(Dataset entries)
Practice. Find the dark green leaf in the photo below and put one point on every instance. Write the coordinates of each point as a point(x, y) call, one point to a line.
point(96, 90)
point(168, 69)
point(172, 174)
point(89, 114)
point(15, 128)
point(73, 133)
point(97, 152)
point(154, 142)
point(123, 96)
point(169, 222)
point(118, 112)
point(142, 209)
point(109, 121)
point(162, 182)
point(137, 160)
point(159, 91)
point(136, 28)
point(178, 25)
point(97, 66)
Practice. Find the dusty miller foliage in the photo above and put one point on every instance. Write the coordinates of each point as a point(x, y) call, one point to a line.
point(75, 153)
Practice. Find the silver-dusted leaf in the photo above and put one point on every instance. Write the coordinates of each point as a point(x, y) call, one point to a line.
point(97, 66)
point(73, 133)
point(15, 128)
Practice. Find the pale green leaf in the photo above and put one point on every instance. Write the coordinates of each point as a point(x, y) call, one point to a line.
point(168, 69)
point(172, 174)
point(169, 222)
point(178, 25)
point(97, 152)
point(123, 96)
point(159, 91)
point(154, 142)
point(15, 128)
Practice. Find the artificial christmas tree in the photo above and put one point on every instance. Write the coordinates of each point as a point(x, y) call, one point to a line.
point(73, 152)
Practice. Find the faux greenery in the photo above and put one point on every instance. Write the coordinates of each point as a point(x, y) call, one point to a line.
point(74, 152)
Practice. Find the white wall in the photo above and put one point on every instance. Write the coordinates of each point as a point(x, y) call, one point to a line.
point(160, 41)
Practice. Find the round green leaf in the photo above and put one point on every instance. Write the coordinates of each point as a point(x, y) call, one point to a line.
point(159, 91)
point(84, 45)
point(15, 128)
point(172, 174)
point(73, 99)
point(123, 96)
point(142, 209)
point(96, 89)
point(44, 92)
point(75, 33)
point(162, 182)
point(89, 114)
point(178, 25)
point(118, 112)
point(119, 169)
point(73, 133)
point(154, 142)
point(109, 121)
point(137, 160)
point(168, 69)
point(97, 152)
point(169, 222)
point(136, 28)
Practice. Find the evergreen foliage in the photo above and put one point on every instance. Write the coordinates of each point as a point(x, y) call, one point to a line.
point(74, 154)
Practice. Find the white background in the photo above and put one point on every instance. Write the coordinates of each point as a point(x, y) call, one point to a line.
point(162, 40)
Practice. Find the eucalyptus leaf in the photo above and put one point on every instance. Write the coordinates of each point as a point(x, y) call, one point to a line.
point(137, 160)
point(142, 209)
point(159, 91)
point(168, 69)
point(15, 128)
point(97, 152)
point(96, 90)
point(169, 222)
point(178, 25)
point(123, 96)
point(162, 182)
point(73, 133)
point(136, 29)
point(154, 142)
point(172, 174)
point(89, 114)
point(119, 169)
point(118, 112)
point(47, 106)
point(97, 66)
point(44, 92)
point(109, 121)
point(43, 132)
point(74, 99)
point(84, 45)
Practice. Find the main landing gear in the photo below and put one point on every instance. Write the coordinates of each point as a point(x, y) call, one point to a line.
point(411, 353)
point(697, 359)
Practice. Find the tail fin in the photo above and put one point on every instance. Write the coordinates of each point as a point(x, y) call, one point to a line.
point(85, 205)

_Challenge_
Write out all of the lines above as a JSON list of strings, one string for each line, and leave out any blank lines.

_Output for this task_
[
  "Practice. Find the dark green leaf in the photo below and put one point on every instance. Write the coordinates of each point as a point(x, y) call, one point to a line.",
  "point(96, 90)",
  "point(168, 69)",
  "point(172, 174)",
  "point(89, 114)",
  "point(15, 128)",
  "point(73, 133)",
  "point(97, 152)",
  "point(154, 142)",
  "point(123, 96)",
  "point(169, 222)",
  "point(118, 112)",
  "point(142, 209)",
  "point(109, 121)",
  "point(162, 182)",
  "point(137, 160)",
  "point(159, 91)",
  "point(136, 28)",
  "point(178, 25)",
  "point(97, 66)",
  "Practice. Find the dusty miller foliage in the photo above and put one point on every instance. Write the coordinates of each point as a point(x, y) call, one point to a line.",
  "point(75, 153)",
  "Practice. Find the silver-dusted leaf in the photo above and put one point on every instance. Write the coordinates of each point as a point(x, y) call, one point to a line.",
  "point(97, 66)",
  "point(73, 133)",
  "point(15, 128)",
  "Practice. Find the pale green leaf in the photo above and put one point on every instance. Write the coordinates of each point as a point(x, y) call, one point to a line.",
  "point(168, 69)",
  "point(172, 174)",
  "point(169, 222)",
  "point(178, 25)",
  "point(97, 152)",
  "point(123, 96)",
  "point(159, 91)",
  "point(154, 142)",
  "point(15, 128)",
  "Practice. Find the artificial christmas tree in the photo above and put one point on every instance. Write the coordinates of each point as a point(x, y) call, one point to a line.",
  "point(73, 152)",
  "Practice. Find the faux greenery in the photo above and put one point on every instance. Write the coordinates of each point as a point(x, y) call, one point to a line.",
  "point(74, 152)",
  "Practice. Find the white wall in the photo above and put one point on every instance. Write the coordinates of each point as a point(x, y) call, one point to a line.",
  "point(160, 41)",
  "Practice. Find the round green leaf in the photo above and put one point on every instance. Write the coordinates of each point as a point(x, y) call, one point to a line.",
  "point(159, 91)",
  "point(84, 45)",
  "point(15, 128)",
  "point(172, 174)",
  "point(73, 99)",
  "point(123, 96)",
  "point(142, 209)",
  "point(96, 89)",
  "point(44, 92)",
  "point(75, 33)",
  "point(162, 182)",
  "point(89, 114)",
  "point(178, 25)",
  "point(118, 112)",
  "point(119, 169)",
  "point(73, 133)",
  "point(154, 142)",
  "point(109, 121)",
  "point(137, 160)",
  "point(168, 69)",
  "point(97, 152)",
  "point(169, 222)",
  "point(136, 28)",
  "Practice. Find the evergreen foliage in the photo above and put one point on every instance. Write the coordinates of each point as a point(x, y) call, one point to a line.",
  "point(74, 154)",
  "Practice. Find the white background in the photo above and put one point on every instance. Write the coordinates of each point as a point(x, y) call, one point to a line.",
  "point(162, 40)",
  "Practice. Find the eucalyptus leaf in the photo above and put one point on every instance. Write the coordinates of each point as a point(x, y) call, one point to a line.",
  "point(137, 160)",
  "point(142, 209)",
  "point(159, 91)",
  "point(168, 69)",
  "point(15, 128)",
  "point(97, 152)",
  "point(96, 90)",
  "point(169, 222)",
  "point(178, 25)",
  "point(123, 96)",
  "point(162, 182)",
  "point(73, 133)",
  "point(136, 29)",
  "point(154, 142)",
  "point(172, 174)",
  "point(89, 114)",
  "point(119, 169)",
  "point(118, 112)",
  "point(47, 106)",
  "point(97, 66)",
  "point(44, 92)",
  "point(109, 121)",
  "point(43, 132)",
  "point(74, 99)",
  "point(84, 45)",
  "Practice. Find the main landing gear in the photo below and put one point on every instance. Write the coordinates of each point as a point(x, y) call, one point to a line.",
  "point(411, 353)",
  "point(697, 359)",
  "Practice. Find the tail fin in the photo above and put one point on every instance. Write the coordinates of each point as a point(x, y) call, one point to a line.",
  "point(85, 205)"
]